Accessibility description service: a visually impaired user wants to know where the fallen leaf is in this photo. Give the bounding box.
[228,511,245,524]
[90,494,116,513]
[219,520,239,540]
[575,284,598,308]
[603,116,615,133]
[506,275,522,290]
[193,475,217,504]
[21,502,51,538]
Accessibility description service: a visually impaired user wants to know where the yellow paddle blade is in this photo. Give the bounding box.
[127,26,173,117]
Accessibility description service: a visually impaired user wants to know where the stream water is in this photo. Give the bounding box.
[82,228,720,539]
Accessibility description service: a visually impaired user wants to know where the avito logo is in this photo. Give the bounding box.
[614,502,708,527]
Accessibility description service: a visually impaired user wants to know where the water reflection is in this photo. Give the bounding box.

==

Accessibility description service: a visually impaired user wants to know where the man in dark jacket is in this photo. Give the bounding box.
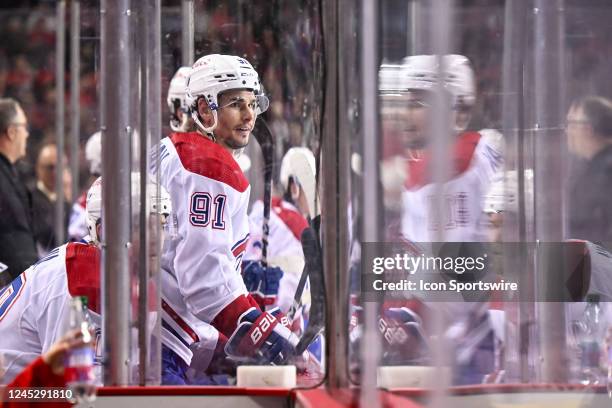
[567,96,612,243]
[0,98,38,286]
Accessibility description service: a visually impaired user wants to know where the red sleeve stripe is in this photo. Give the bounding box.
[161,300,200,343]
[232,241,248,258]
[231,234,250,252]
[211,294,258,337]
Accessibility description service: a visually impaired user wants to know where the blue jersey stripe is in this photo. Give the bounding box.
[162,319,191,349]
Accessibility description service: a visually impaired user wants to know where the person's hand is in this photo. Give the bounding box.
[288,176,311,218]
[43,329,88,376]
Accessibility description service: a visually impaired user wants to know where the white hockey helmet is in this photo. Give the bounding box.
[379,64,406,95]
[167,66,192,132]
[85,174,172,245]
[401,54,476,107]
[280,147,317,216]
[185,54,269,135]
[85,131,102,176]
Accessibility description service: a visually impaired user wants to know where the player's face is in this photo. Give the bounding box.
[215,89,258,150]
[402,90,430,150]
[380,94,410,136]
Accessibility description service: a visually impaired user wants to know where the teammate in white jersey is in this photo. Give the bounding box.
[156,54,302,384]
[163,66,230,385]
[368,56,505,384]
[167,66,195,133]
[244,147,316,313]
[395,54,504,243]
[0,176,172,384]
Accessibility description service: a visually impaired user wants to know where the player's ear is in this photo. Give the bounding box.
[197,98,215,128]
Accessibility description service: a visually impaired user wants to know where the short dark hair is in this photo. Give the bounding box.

EXERCISE REQUIREMENTS: The line above containing "where the fallen", the line containing "where the water", and every line between them are to be transcribed exactly; no other line is wanted.

EXERCISE SOLUTION:
Accessibility description service: a visually impaired user wants to know where the fallen leaf is in this photo. Give the bounding box.
[228,511,245,524]
[90,494,116,513]
[219,520,239,540]
[575,284,598,308]
[603,116,615,133]
[506,275,522,290]
[193,475,217,504]
[21,502,51,538]
Accessibility description service: a visually impaired user wants to know where the yellow paddle blade is in this photo. Give the bounding box.
[127,26,173,117]
Accessibility description service: a visually impaired user wants to know where the stream water is in this photo. Give the bounding box.
[82,228,720,539]
Accessibility description service: a visually impaired user wants to know where the avito logo is in this photo. Give the bounding box.
[614,502,708,527]
Accessibility description service: a visually impaired user wants to know where the water reflection is in this photo. Give the bounding box.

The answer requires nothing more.